#### Aim of the exercise:
Output exactly the lines that run from the line with "Where can the stone masonry" to the end of the material, both ends included, and no other lines.
[Record set start]
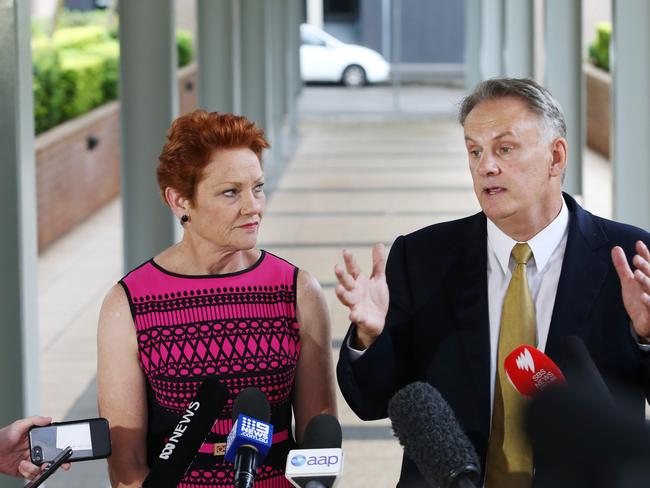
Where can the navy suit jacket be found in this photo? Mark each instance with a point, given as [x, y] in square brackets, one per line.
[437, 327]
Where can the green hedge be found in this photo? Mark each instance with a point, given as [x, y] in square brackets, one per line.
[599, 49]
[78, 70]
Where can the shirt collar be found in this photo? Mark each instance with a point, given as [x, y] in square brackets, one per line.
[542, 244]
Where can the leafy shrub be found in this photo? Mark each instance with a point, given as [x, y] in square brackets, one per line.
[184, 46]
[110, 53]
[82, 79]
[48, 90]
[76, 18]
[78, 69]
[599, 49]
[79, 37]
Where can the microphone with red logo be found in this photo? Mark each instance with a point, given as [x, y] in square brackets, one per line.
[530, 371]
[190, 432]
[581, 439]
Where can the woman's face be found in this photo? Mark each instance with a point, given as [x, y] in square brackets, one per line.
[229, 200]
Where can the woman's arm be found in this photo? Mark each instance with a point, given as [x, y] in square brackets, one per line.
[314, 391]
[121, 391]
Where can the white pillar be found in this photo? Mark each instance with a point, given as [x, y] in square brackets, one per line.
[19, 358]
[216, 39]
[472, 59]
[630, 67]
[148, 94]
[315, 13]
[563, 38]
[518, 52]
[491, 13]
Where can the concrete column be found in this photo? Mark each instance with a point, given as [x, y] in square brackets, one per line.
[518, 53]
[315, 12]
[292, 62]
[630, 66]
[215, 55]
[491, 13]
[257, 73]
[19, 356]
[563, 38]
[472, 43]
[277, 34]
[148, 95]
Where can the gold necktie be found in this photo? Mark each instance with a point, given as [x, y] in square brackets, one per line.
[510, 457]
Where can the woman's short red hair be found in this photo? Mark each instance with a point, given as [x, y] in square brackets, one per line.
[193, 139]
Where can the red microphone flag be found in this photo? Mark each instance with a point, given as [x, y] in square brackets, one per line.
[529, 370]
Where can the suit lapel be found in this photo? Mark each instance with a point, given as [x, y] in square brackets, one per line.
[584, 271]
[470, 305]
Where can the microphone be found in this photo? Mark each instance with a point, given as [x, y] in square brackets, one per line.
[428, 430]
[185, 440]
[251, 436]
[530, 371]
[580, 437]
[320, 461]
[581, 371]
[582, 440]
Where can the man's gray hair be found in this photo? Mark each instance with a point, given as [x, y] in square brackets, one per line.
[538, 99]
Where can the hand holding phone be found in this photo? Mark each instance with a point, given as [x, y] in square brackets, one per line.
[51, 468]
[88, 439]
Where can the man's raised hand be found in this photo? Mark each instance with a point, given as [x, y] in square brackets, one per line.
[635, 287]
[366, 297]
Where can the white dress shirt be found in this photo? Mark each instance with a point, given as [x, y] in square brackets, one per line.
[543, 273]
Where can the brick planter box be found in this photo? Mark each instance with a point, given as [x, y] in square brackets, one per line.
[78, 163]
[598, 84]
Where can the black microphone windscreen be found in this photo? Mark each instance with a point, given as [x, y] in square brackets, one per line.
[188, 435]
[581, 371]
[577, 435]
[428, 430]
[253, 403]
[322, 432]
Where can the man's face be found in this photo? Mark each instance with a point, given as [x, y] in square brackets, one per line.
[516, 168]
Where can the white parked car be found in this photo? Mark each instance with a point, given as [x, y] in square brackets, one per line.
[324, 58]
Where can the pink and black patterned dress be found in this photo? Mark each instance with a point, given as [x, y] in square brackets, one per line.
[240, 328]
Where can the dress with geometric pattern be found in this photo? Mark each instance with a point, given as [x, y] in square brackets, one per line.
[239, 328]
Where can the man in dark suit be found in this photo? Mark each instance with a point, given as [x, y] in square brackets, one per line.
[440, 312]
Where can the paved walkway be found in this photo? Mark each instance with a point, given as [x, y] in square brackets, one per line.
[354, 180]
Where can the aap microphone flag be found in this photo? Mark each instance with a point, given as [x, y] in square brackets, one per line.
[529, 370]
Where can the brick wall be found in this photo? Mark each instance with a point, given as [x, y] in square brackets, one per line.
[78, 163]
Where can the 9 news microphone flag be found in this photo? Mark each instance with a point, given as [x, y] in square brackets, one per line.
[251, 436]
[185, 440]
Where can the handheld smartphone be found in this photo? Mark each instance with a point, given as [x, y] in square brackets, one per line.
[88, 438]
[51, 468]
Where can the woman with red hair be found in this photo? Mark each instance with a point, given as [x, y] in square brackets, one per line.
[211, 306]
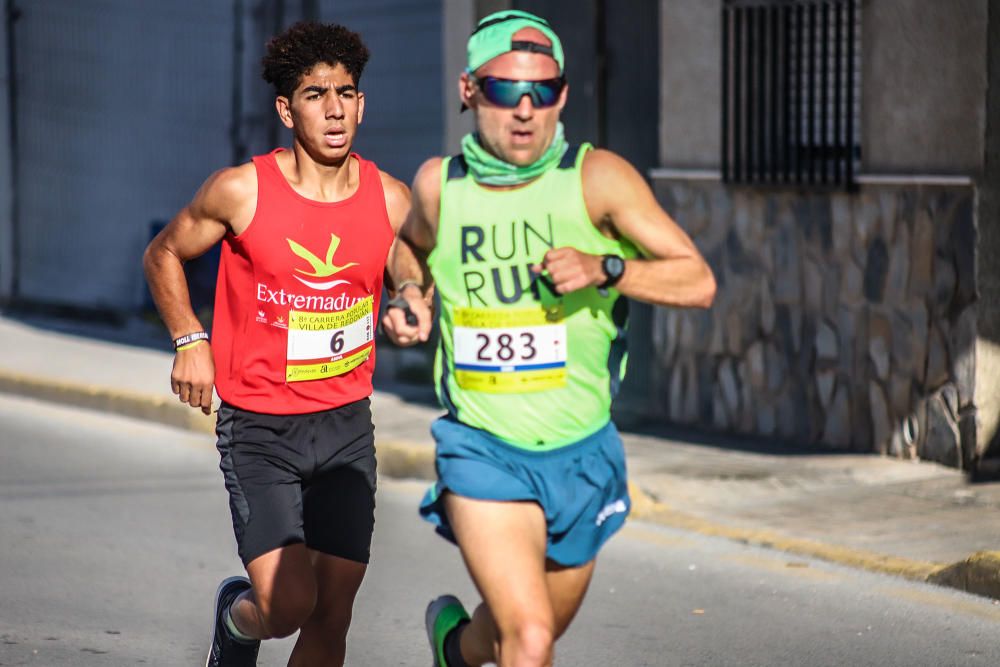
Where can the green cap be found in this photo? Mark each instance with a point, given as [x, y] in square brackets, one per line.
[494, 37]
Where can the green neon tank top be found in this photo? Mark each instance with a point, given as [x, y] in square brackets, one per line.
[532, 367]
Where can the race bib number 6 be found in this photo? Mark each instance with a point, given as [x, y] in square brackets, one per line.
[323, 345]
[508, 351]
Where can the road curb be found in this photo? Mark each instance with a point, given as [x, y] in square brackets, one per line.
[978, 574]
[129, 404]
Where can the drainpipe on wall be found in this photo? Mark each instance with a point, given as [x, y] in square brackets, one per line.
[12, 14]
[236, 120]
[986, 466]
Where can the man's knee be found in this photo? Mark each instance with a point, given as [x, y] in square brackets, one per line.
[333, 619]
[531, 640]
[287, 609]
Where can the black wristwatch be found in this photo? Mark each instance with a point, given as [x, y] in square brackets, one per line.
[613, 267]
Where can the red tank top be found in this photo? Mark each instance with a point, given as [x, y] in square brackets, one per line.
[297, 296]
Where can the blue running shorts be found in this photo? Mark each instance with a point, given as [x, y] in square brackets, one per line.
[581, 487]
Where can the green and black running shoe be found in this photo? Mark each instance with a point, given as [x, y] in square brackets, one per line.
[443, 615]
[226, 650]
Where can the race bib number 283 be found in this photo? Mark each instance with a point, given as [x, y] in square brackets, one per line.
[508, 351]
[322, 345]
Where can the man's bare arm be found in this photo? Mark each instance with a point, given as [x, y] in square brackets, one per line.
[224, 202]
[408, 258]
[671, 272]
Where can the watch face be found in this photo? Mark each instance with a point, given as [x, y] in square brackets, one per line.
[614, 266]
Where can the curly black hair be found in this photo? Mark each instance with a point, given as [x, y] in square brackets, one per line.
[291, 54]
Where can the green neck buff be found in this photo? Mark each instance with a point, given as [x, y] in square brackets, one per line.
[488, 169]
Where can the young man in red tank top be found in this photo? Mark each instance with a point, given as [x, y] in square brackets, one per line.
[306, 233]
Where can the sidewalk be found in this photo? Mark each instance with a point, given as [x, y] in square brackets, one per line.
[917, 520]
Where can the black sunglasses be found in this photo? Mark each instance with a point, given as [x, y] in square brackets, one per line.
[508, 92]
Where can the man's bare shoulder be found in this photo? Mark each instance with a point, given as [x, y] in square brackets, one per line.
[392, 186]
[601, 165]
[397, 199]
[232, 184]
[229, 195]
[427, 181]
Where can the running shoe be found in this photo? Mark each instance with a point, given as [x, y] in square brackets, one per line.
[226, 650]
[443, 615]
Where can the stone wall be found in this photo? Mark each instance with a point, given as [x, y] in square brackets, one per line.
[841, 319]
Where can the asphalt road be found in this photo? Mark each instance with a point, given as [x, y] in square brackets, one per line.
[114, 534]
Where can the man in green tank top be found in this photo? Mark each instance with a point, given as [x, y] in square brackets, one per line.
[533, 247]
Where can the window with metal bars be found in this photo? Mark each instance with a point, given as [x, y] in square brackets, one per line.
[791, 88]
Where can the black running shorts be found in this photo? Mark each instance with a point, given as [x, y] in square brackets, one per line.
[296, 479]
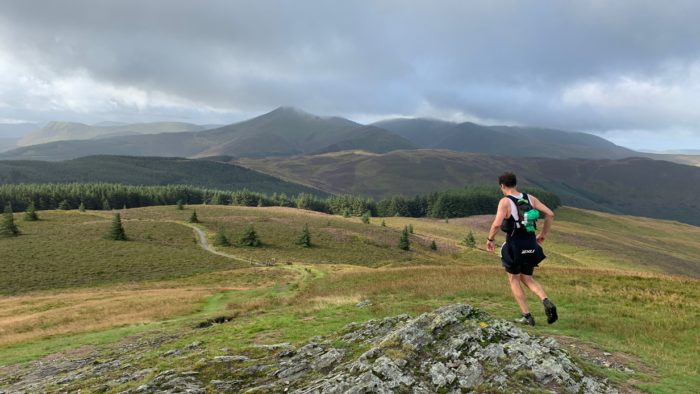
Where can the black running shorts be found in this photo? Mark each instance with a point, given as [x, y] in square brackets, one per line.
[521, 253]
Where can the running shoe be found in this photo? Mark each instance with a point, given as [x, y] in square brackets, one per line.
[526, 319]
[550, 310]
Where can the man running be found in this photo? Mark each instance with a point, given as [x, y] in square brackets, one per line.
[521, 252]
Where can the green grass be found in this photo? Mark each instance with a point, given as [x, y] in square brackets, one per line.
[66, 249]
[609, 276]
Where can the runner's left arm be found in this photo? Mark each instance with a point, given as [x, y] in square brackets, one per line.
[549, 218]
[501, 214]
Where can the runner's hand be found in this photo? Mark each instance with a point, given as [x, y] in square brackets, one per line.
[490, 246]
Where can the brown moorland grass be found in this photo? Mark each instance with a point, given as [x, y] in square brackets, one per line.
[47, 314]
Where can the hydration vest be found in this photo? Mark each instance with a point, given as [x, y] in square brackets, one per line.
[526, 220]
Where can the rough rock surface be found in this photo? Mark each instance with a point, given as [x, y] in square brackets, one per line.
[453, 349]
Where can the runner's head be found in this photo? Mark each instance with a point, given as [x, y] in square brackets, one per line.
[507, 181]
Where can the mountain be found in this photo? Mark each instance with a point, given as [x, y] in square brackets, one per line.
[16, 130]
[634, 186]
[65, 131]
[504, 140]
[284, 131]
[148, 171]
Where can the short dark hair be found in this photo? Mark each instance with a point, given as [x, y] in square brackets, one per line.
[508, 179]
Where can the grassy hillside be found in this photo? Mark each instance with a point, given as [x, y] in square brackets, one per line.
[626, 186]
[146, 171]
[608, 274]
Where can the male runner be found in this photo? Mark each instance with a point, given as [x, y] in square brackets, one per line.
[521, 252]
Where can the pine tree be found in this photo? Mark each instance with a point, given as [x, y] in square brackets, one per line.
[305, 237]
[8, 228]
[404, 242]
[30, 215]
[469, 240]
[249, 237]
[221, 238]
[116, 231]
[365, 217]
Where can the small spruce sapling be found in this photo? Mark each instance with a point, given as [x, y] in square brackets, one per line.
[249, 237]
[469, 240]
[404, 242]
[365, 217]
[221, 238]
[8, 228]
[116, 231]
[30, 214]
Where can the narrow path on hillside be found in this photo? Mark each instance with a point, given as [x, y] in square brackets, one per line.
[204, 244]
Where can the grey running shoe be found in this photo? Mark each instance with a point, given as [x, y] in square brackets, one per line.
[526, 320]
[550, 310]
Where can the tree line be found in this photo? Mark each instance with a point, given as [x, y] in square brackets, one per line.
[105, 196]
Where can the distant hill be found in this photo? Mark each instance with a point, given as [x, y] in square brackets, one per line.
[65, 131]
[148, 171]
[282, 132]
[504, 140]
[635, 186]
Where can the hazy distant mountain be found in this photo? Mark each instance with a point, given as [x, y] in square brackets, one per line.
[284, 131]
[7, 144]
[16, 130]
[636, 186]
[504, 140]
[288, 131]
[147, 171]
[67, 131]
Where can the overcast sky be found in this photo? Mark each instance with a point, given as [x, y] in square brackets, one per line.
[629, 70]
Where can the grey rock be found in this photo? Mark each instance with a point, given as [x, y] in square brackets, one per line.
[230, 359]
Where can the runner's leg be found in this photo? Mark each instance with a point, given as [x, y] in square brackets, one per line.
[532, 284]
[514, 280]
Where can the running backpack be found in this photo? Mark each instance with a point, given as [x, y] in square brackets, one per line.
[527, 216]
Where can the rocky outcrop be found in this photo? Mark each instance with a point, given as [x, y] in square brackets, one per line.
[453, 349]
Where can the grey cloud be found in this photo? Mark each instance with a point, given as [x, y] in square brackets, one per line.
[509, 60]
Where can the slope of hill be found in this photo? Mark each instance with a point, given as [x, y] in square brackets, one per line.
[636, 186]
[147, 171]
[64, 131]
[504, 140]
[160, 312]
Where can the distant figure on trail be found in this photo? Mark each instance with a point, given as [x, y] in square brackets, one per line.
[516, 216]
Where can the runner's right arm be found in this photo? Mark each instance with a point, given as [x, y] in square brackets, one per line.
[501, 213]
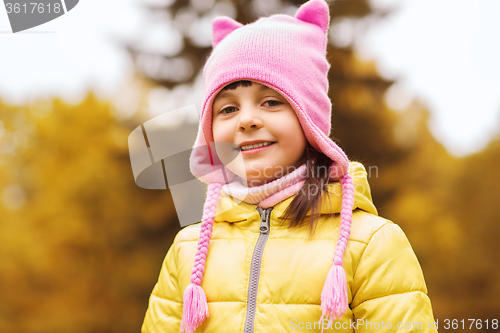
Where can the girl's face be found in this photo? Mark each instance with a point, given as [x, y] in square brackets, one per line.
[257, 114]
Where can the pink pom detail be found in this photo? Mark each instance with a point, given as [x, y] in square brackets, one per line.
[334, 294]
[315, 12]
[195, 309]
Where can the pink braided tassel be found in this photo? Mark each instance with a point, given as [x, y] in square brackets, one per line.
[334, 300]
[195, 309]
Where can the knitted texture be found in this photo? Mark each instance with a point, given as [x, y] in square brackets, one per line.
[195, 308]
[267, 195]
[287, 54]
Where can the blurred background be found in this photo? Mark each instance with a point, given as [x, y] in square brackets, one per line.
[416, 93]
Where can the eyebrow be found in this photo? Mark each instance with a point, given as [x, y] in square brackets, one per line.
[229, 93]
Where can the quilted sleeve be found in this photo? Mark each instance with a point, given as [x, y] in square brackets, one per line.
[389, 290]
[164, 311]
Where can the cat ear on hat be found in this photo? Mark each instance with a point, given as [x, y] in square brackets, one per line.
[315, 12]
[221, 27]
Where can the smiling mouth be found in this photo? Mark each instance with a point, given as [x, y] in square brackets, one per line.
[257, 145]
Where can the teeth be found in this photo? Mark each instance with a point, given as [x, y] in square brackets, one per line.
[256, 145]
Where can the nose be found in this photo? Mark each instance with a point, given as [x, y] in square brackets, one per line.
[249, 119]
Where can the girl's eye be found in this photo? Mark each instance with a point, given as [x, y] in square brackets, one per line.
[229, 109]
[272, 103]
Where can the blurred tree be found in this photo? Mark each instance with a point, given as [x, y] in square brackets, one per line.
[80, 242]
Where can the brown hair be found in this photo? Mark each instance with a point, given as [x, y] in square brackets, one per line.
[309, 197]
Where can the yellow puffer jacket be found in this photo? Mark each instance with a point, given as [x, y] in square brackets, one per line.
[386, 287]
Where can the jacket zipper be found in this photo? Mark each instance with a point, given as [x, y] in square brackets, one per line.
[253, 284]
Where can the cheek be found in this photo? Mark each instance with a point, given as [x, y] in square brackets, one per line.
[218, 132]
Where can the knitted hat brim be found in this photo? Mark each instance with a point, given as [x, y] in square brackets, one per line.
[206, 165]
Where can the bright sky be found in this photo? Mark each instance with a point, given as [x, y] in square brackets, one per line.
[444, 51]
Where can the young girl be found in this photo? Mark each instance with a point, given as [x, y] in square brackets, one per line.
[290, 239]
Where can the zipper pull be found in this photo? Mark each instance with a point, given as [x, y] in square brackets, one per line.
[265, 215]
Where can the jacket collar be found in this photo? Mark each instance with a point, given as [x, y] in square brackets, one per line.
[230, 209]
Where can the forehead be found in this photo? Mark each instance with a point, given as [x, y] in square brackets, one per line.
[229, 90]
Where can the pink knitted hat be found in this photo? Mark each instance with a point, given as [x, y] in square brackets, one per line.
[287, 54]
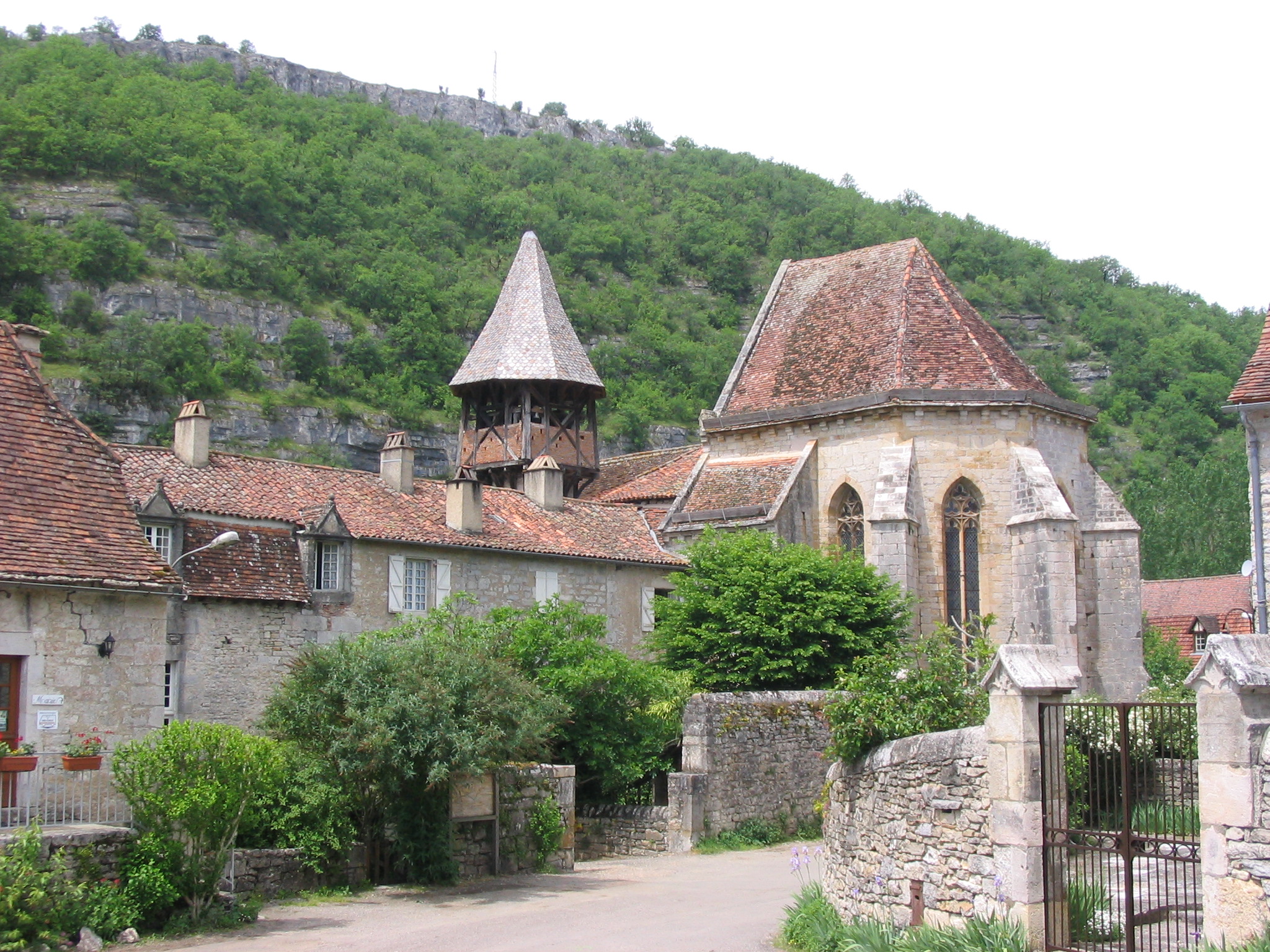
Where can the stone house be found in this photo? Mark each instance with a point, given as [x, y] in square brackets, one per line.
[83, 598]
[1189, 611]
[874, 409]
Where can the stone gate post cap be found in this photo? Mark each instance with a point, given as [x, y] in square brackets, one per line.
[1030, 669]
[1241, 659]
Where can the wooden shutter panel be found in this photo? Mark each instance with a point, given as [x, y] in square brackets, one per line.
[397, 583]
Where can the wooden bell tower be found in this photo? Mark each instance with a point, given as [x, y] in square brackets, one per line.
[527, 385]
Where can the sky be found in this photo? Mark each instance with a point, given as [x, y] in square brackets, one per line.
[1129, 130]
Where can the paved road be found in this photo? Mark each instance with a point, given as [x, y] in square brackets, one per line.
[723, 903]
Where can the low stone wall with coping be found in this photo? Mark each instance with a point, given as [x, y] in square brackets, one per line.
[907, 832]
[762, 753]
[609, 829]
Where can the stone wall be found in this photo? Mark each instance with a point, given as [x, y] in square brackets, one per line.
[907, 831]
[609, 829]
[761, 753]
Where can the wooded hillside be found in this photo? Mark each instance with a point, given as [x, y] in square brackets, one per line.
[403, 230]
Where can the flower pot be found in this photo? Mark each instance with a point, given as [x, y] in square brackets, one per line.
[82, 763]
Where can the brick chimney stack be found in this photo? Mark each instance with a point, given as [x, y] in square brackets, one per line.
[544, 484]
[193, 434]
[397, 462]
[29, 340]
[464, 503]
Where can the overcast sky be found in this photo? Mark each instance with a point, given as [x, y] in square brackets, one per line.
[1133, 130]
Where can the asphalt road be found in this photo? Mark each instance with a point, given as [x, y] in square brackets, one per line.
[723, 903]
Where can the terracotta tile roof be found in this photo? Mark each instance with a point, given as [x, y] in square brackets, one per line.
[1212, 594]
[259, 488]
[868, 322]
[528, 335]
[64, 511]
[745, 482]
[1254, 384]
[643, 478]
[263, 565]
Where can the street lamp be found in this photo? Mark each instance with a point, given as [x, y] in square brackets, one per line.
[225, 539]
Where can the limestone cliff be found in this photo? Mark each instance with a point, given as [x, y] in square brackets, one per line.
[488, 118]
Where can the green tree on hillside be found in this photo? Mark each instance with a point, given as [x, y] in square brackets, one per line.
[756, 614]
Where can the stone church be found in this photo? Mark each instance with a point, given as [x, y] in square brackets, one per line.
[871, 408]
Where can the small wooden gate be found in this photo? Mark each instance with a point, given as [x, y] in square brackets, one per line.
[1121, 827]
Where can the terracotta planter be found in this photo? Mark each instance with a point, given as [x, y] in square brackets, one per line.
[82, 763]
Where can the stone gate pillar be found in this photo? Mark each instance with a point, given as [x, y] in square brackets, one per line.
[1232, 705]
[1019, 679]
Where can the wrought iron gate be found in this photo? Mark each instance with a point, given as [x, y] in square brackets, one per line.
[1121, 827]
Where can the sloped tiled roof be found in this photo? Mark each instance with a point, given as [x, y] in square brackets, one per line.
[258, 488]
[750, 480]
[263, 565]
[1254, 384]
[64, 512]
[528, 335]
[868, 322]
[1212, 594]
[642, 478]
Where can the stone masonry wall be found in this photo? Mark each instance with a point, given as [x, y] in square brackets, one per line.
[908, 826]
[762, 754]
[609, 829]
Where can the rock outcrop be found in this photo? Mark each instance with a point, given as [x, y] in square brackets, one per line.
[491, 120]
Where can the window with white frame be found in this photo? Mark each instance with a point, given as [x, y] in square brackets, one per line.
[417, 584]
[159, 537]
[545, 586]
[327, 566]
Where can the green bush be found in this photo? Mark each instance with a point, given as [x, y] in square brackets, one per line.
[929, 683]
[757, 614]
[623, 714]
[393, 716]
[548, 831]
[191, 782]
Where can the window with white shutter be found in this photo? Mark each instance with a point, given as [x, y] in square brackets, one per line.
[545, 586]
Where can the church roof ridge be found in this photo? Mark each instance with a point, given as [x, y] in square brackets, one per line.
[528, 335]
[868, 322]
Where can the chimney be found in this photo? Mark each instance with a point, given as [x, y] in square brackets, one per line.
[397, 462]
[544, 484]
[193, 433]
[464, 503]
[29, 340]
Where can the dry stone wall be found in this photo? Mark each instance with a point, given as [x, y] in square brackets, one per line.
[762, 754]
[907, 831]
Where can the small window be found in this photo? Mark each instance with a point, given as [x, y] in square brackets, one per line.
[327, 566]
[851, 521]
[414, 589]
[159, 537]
[Record set end]
#### Result:
Where can the stone masonry wall be found in this photo? Mark each instance with a point, given as [x, y] in square brackets, one per line.
[908, 826]
[762, 754]
[609, 829]
Where can the rock outcrop be found in this photo? Mark each instance with a point, given as [x, y] in square brackets, one per line.
[491, 120]
Where can the window with white frame be found in this photo? Mark each instance with a point, given as [x, y] in square brackets, one per line.
[417, 584]
[159, 537]
[545, 586]
[327, 566]
Where can the green bush be found in this photo? Mark each instance with a point, given as [x, y] in square brackets, one per line.
[929, 683]
[757, 614]
[623, 714]
[393, 716]
[548, 831]
[191, 782]
Where can the window with white shutter be found in this photo? Mark each instance with a point, given as [x, y] in square brackets, one per line.
[545, 586]
Where can the church roof ridge be found in this photo? Mark each instance with a point, given as [x, y] in square brackets, one per line.
[528, 335]
[868, 322]
Where can the chimney be found in this photo? Mark each instance with a point, given as [x, y] in square brackets, one per line.
[397, 462]
[544, 484]
[193, 433]
[464, 503]
[29, 340]
Where can the dry stone wall be found in this photo? Mark each instance with a point, given as [x, y] in square brackets, one per line.
[762, 754]
[907, 831]
Where can the small window be found in this photo? Mark each instance with a point, given as [x, y] in square brackets, one per line.
[327, 566]
[851, 521]
[414, 589]
[159, 537]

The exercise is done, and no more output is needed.